━━ The data ━━

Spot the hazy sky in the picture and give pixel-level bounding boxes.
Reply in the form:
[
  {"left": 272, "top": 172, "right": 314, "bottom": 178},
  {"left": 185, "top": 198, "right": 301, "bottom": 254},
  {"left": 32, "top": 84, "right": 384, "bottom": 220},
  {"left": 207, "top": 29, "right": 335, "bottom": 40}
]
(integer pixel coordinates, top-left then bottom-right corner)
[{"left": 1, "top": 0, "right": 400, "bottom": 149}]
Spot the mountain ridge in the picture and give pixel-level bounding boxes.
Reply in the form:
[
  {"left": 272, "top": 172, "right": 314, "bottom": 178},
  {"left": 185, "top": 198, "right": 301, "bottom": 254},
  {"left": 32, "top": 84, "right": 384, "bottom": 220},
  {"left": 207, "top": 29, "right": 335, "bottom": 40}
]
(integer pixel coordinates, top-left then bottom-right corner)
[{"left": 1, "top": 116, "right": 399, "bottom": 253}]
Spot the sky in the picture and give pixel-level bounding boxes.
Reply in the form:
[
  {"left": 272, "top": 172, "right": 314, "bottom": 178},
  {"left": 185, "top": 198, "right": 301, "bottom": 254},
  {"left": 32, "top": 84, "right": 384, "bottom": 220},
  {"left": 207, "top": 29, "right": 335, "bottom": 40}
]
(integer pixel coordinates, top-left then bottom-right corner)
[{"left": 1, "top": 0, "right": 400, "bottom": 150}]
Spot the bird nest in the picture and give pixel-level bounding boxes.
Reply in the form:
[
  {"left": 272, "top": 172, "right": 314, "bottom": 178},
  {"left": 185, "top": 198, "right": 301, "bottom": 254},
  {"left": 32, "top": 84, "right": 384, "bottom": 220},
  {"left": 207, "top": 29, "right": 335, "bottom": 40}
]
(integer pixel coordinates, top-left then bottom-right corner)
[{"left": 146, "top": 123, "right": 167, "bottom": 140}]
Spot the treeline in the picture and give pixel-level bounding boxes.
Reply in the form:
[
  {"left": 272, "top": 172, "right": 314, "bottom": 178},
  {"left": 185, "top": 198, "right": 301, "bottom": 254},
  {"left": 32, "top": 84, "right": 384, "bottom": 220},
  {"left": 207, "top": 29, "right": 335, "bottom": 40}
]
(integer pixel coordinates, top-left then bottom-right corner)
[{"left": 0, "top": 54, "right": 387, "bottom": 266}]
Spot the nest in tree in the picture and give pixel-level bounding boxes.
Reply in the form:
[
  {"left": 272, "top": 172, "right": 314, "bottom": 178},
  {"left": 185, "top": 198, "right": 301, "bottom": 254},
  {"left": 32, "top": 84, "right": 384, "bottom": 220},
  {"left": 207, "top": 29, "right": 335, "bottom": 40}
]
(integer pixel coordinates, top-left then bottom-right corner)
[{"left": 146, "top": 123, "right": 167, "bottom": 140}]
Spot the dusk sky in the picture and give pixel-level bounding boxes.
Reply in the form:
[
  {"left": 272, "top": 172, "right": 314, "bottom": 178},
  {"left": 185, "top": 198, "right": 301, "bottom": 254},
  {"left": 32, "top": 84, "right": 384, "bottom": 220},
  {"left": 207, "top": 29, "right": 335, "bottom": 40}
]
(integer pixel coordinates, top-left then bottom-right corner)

━━━

**Task to complete:** Write out all the records again, exactly as they appear.

**Task response:**
Spot the hazy sky in the picture and give pixel-level bounding boxes.
Reply in the form:
[
  {"left": 272, "top": 172, "right": 314, "bottom": 178},
  {"left": 185, "top": 198, "right": 301, "bottom": 254},
  {"left": 32, "top": 84, "right": 384, "bottom": 220},
  {"left": 207, "top": 29, "right": 335, "bottom": 40}
]
(integer pixel coordinates, top-left then bottom-right corner)
[{"left": 1, "top": 0, "right": 400, "bottom": 149}]
Spot the mountain ridge in the picture and give pixel-level bounding boxes.
Reply in the form:
[
  {"left": 272, "top": 172, "right": 314, "bottom": 178},
  {"left": 185, "top": 198, "right": 301, "bottom": 254},
  {"left": 32, "top": 84, "right": 384, "bottom": 220},
  {"left": 207, "top": 29, "right": 335, "bottom": 40}
]
(integer pixel coordinates, top-left then bottom-right corner)
[{"left": 1, "top": 116, "right": 399, "bottom": 253}]
Spot the sky in the picture and give pixel-level bounding boxes.
Reply in the form:
[
  {"left": 272, "top": 172, "right": 314, "bottom": 178},
  {"left": 185, "top": 198, "right": 301, "bottom": 254},
  {"left": 32, "top": 84, "right": 384, "bottom": 220},
  {"left": 207, "top": 29, "right": 335, "bottom": 40}
]
(integer pixel coordinates, top-left then bottom-right corner)
[{"left": 1, "top": 0, "right": 400, "bottom": 150}]
Spot the bird nest in the picture and give pixel-level bounding boxes.
Reply in the form:
[
  {"left": 272, "top": 172, "right": 314, "bottom": 178},
  {"left": 185, "top": 198, "right": 301, "bottom": 254},
  {"left": 32, "top": 84, "right": 384, "bottom": 220},
  {"left": 207, "top": 29, "right": 335, "bottom": 40}
]
(integer pixel coordinates, top-left then bottom-right corner)
[{"left": 146, "top": 123, "right": 167, "bottom": 140}]
Spot the treeline in the picture and give pixel-level bounding boxes.
Reply in the form:
[
  {"left": 272, "top": 172, "right": 314, "bottom": 178},
  {"left": 185, "top": 198, "right": 301, "bottom": 254},
  {"left": 32, "top": 84, "right": 384, "bottom": 220},
  {"left": 207, "top": 29, "right": 335, "bottom": 40}
]
(integer pixel coordinates, top-left then bottom-right corner)
[{"left": 0, "top": 54, "right": 387, "bottom": 266}]
Spot the nest in tree in the picture and give pixel-level bounding boxes.
Reply in the form:
[
  {"left": 272, "top": 172, "right": 314, "bottom": 178},
  {"left": 185, "top": 198, "right": 301, "bottom": 254},
  {"left": 32, "top": 84, "right": 384, "bottom": 220},
  {"left": 207, "top": 29, "right": 335, "bottom": 40}
]
(integer pixel coordinates, top-left then bottom-right corner)
[{"left": 146, "top": 123, "right": 167, "bottom": 140}]
Spot the dusk sky in the picture and give pixel-level bounding boxes.
Reply in the form:
[
  {"left": 272, "top": 172, "right": 314, "bottom": 178},
  {"left": 185, "top": 198, "right": 301, "bottom": 254},
  {"left": 32, "top": 84, "right": 384, "bottom": 220},
  {"left": 207, "top": 29, "right": 335, "bottom": 40}
]
(integer pixel coordinates, top-left then bottom-right corner)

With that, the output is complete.